Stefan: That’s a very good question. Plotinus, of course, simply considered himself a commentator on Plato. He didn’t make any claims for himself as being a new start. But in a certain sense he was, and the most important reason I say this is because he developed Platonism into a system that is fundamentally focused on the notion of the One. The One achieved such prominence and centrality in his system that it really is a new focus.

This became very influential for the Near Eastern school of Platonism. And the reason I want to stress this is that all the scholars and philosophers who brought this school into being in Late Antiquity were all from the Levant – the same geographical area that produced Judaism, Christianity and Islam. It is a fundamentally Near Eastern tradition that started with Plotinus – who himself was Egyptian, of course – which reformed the original philosophy of Platonism and generated a particular, monistic vision of it. And I think that’s why the term Neoplatonism is justified, even though as a term I don’t really like it – it’s a rather ponderous word that many people can’t easily relate to.

Robin: These parallels with the monistic traditions, as well as its universality, make me think that Neoplatonism is more than just an idea. It’s almost like a revelation in its own right.

Stefan: Yes, I think you can see it like this. Chronologically, you can see it as layers – there is the Jewish layer, the Christian layer, then the Neoplatonic layer; and finally Islam, which came about in the early seventh century. The Neoplatonic layer is an additional layer of revelation that leads to the Muslim revelation. The truth of this, for me, is demonstrated by the degree to which the Qur’an actually develops key notions of the Neoplatonic tradition. The whole notion of oneness which becomes so central in the Qur’an – the ground for this was prepared in the centuries beforehand.

§ §

- [Instructions]:
a – Decide whether each statement agrees with the interview on Neoplatonism, answering yes or no and quoting the deciding words: (i) Plotinus presented himself as a new start in philosophy; (ii) Plotinus was Egyptian; (iii) Stefan likes the term Neoplatonism.
b – In the interview on Neoplatonism, Stefan describes history in chronological layers. List every layer he names, in his order.

§ §

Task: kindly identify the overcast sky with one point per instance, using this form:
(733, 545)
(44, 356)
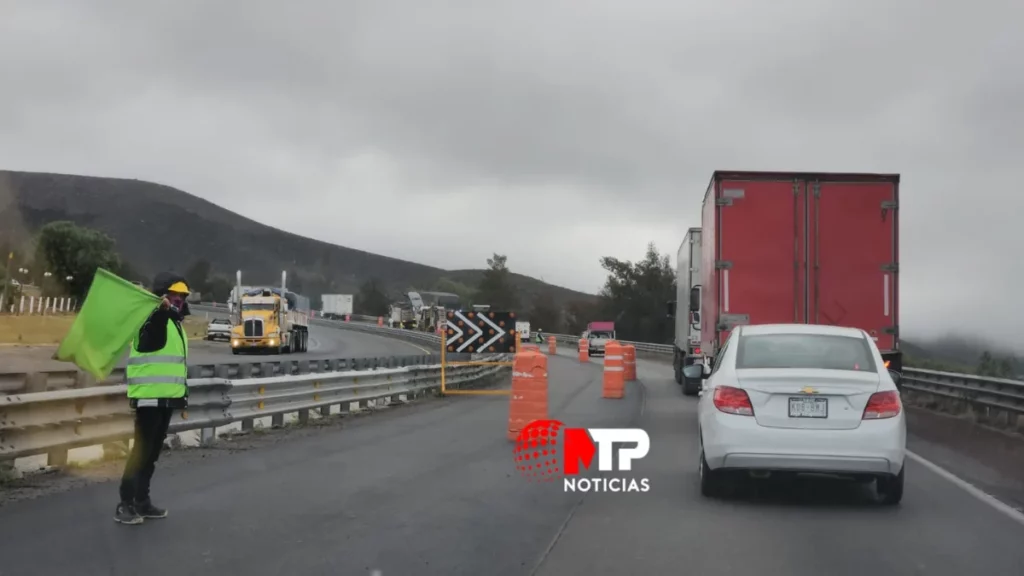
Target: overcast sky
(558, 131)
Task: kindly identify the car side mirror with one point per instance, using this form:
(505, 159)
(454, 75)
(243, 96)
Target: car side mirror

§ §

- [Results of the tasks]:
a –
(i) No: "He didn’t make any claims for himself as being a new start."
(ii) Yes: "who himself was Egyptian, of course"
(iii) No: "even though as a term I don’t really like it"

b –
1. The Jewish layer
2. The Christian layer
3. The Neoplatonic layer
4. Islam